→ EXTRACT
========================

# Steam Bundle Scraping

In [3]:
import pandas as pd
import numpy as np
from pathlib import Path

In [119]:
fp = Path("data") / "bundle10.csv"
df = pd.read_csv(fp).rename(columns={
    "AppID": "id",
    "Game Name": "title",
    "Bundle List URL": "url"
})
df.head(3)

Unnamed: 0,id,title,url
0,2379780,Balatro,https://store.steampowered.com/bundlelist/2379...
1,1794680,Vampire Survivors,https://store.steampowered.com/bundlelist/1794...
2,1466390,Kathy Rain: Director's Cut,https://store.steampowered.com/bundlelist/1466...


In [120]:
urls = df["url"].to_numpy()
urls

array(['https://store.steampowered.com/bundlelist/2379780/Balatro',
       'https://store.steampowered.com/bundlelist/1794680/Vampire_Survivors',
       'https://store.steampowered.com/bundlelist/1466390/Kathy_Rain_Directors_Cut',
       'https://store.steampowered.com/bundlelist/475550/Beholder',
       'https://store.steampowered.com/bundlelist/904570/TOK',
       'https://store.steampowered.com/bundlelist/892760/Seed_of_Evil',
       'https://store.steampowered.com/bundlelist/1419750/Apostle_Rebellion',
       'https://store.steampowered.com/bundlelist/2820820/Jotunnslayer_Hordes_of_Hel',
       'https://store.steampowered.com/bundlelist/701160/Kingdom_Two_Crowns',
       'https://store.steampowered.com/bundlelist/1642220/FIND_ALL'],
      dtype=object)

Using selenium since the bundle html is not loaded until after the page loads

In [121]:
# %pip install selenium

In [4]:
from selenium import webdriver
from selenium.webdriver.chrome.options import Options
from selenium.webdriver.common.by import By
from selenium.webdriver.support.ui import WebDriverWait
from selenium.webdriver.support import expected_conditions as EC
import time
from bs4 import BeautifulSoup

options = Options()
driver = webdriver.Chrome(options=options)

# Step 1 - Individual Game Store Pages

In [7]:
def load_single_game_html(url, class_name, driver, wait_time=1):
    driver.get(url)
    WebDriverWait(driver, wait_time).until(
        EC.presence_of_element_located((By.CLASS_NAME, class_name))
    )
    html = driver.page_source
    return html

# Step 2 - Bundle URLs for Individual Games 

In [8]:
def get_bundle_urls(url, html, driver):
    html = load_single_game_html(url, "StoreSaleWidgetTitle", driver)
    soup = BeautifulSoup(html)
    titles = soup.find_all("div", class_="StoreSaleWidgetTitle")
    bundle_urls = list()
    for title in titles:
        curr_url = title.parent.get("href")
        bundle_urls.append(curr_url)

    return bundle_urls

# Step 3 - Retrieve Meta Data (bundle item names, genre)

========================

[Dataset rows showing where objects appear]
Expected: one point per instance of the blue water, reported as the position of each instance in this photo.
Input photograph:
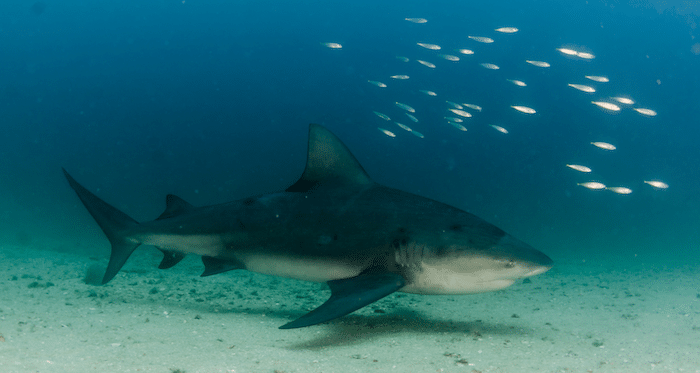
(210, 100)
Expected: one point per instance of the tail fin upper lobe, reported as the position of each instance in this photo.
(113, 223)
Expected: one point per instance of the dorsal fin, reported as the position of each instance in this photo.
(174, 205)
(328, 161)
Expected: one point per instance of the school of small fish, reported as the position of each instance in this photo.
(464, 114)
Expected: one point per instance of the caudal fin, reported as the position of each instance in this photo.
(114, 224)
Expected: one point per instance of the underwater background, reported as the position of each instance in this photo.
(210, 100)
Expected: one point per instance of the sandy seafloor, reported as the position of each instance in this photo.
(586, 315)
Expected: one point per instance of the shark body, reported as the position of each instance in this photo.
(333, 225)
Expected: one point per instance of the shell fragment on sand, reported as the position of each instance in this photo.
(593, 185)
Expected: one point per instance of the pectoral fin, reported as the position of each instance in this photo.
(349, 295)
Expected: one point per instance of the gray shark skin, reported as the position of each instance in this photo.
(333, 225)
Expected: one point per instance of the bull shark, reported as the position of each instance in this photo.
(333, 225)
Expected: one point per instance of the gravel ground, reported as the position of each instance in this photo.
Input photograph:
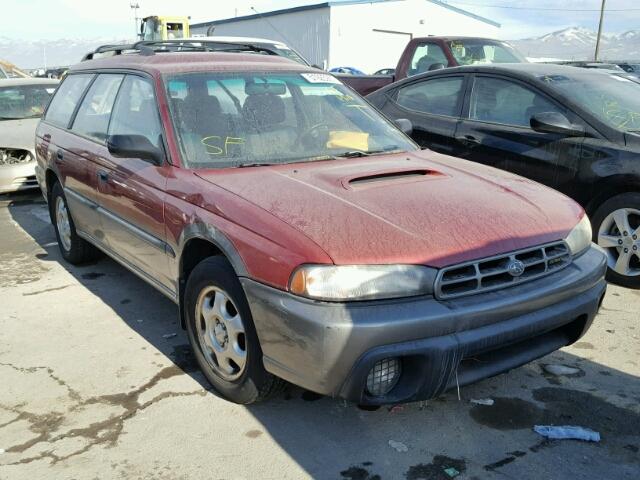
(96, 381)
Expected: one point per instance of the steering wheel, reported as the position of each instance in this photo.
(315, 136)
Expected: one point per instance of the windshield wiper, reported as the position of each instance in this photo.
(256, 164)
(19, 118)
(353, 154)
(362, 153)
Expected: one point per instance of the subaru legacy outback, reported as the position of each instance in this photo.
(305, 238)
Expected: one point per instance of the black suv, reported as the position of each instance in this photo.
(573, 129)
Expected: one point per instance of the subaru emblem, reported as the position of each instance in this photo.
(515, 268)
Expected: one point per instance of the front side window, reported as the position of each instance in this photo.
(66, 99)
(473, 52)
(427, 57)
(136, 112)
(438, 96)
(229, 120)
(93, 115)
(24, 101)
(502, 101)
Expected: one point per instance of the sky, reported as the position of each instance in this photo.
(56, 19)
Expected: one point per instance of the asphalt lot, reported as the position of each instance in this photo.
(94, 384)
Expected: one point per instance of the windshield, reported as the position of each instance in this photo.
(613, 99)
(24, 101)
(472, 52)
(232, 120)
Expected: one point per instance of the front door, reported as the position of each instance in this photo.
(131, 191)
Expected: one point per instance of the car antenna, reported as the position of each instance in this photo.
(146, 51)
(279, 32)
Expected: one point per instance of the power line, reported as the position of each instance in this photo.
(549, 9)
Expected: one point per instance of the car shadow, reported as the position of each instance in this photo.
(438, 439)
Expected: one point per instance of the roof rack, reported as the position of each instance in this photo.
(151, 47)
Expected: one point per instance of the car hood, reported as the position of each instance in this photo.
(419, 207)
(18, 133)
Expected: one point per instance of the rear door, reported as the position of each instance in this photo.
(89, 126)
(433, 105)
(496, 131)
(64, 153)
(132, 190)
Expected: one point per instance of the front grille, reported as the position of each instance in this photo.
(494, 273)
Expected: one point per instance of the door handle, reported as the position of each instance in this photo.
(469, 141)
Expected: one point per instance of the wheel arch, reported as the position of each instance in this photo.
(199, 243)
(611, 187)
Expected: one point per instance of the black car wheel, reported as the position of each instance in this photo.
(223, 336)
(616, 227)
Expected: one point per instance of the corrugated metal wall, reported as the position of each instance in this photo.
(306, 31)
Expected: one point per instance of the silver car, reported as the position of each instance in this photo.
(22, 102)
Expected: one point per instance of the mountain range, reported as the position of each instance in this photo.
(37, 53)
(578, 43)
(574, 43)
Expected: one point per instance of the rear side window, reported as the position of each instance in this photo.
(135, 111)
(93, 116)
(502, 101)
(427, 57)
(66, 99)
(438, 96)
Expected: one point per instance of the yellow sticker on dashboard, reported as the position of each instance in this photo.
(349, 140)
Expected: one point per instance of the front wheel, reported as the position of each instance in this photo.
(616, 226)
(223, 336)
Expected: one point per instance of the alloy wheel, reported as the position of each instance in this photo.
(221, 333)
(619, 235)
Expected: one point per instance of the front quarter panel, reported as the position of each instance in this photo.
(258, 245)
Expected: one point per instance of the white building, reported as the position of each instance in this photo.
(368, 35)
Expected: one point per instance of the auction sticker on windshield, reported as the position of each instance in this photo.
(320, 78)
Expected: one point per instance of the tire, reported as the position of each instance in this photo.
(614, 218)
(223, 336)
(74, 249)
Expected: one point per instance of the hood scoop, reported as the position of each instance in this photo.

========================

→ THE TASKS
A: Count how many lines of the entries contain the string "hood", treating uppercase and lowercase as different, and reply with only that number.
B: Please write what comes next in the Steam bundle scraping notebook, picking up after its last line.

→ ANSWER SET
A: 2

B:
In [125]:
# %pip install webdriver_manager

In [9]:
from selenium.webdriver.chrome.service import Service
from webdriver_manager.chrome import ChromeDriverManager

service = Service(ChromeDriverManager().install())
driver = webdriver.Chrome(service=service)

In [10]:
from selenium.webdriver.common.action_chains import ActionChains

def load_age_restricted_html(url, class_name, driver):
    driver.get(url)
    dropdown_element = WebDriverWait(driver, 5).until(
        EC.presence_of_element_located((By.ID, "ageYear"))
    )
    driver.execute_script("arguments[0].value = 2000;", dropdown_element) # register dropdown update

    view_page_button = driver.find_element(By.ID, "view_product_page_btn")
    actions = ActionChains(driver)
    actions.move_to_element(view_page_button).click().perform()
    
    return load_single_game_html(url, class_name, driver)


In [11]:
def get_meta_data(bundle_urls, html, driver, id=0):
    class_name = "tab_item_content"
    meta_data = list()
    # print(f"Bundle urls: ", bundle_urls)
    for url in bundle_urls:
        try:
            html = load_single_game_html(url, class_name, driver)
        except Exception as e:
            print("failed inside 1")
            print(e)
            try:
                html = load_age_restricted_html(url, driver)
            except:
                print("not an age restriction issue.")
                print(url)
                return list(), id

        soup = BeautifulSoup(html)
        try:
            titles = soup.find_all("div", class_="tab_item_name")
            titles = [title.text for title in titles]
        except Exception as e:
            print("failed inside 2")
            print(e)
            print(url)

        try:
            genres = soup.find_all("div", class_="tab_item_details")
            genres = [genre.text for genre in genres]
        except Exception as e:
            print("failed inside 3")
            print(e)
            print(url)

        for title, genre in list(zip(titles, genres)):
            meta_dict = {
                "name": title, 
                "genres": genre, 
                "bundle_id": id,
            }
            meta_data.append(meta_dict)
        id -= 1 # already using negative indexing

    # meta data contains all bundle items for the given game (indicated by bundled_urls)
    return meta_data, id

# Step 4 - Bypass Age Verification + Combine Data

In [12]:
def build_current_games(urls, driver):
    class_name = "StoreSaleWidgetTitle"
    items = list()

    id = 0
    for n, url in enumerate(urls):
        print(f"Currently visiting URL #{n}")
        try:
            html = load_single_game_html(url, class_name, driver)
        except Exception as e:
            print("failed at 1")
            print(e)
            continue
        
        try:
            bundle_urls = get_bundle_urls(url, html, driver)
        except Exception as e:
            print("failed at 2")
            print(e)
            continue

        try:
            meta_data, update_id = get_meta_data(bundle_urls, html, driver, id=~id) # use negative indexing to avoid conflicts with old dataset
        except Exception as e:
            print("failed at 3")
            print(e)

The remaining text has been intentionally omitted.